▶ _WHAT TO WORK ON_:
a) In the IRA withdrawal passage, what does Julia want to use money from her traditional IRA to pay?
b) Translate this sentence from the IRA withdrawal passage into Spanish: "However, there is an exception for withdrawals to pay eligible higher education expenses."

Julia’s son is starting college this year. She would like to withdraw money from her traditional individual retirement account (IRA) to pay part of his first tuition bill but is worried about the 10% penalty tax.
In most instances, a person who hasn’t reached age 59½ and who makes an early withdrawal from an IRA will face a 10% tax penalty in addition to regular income taxes. However, there is an exception for withdrawals to pay eligible higher education expenses. Although Julia will still have to pay income taxes on her early withdrawal, she will not have to pay the 10% additional tax.
Medical expenses are another exception. Withdrawals for the payment of medical expenses in excess of 10%* of your adjusted gross income may be penalty free. (Other restrictions apply.) Additionally, withdrawals for the payment of medical insurance premiums after you’ve received unemployment compensation for at least 12 consecutive weeks may be penalty free.

▶ _COLLECTED DATA_:
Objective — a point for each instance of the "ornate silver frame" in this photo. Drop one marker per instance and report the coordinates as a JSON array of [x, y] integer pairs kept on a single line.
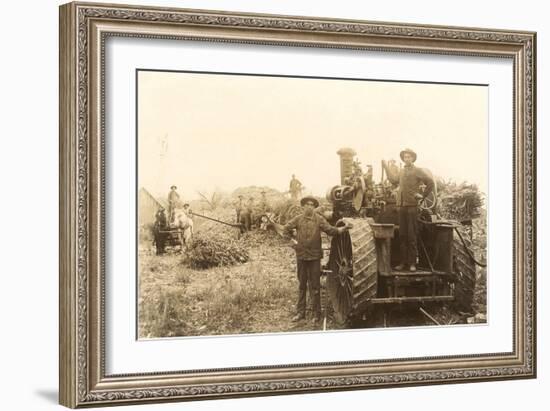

▶ _SOLUTIONS PER TASK_:
a) Part of her son's first college tuition bill.

b) Sin embargo, existe una excepción para los retiros destinados a pagar gastos elegibles de educación superior.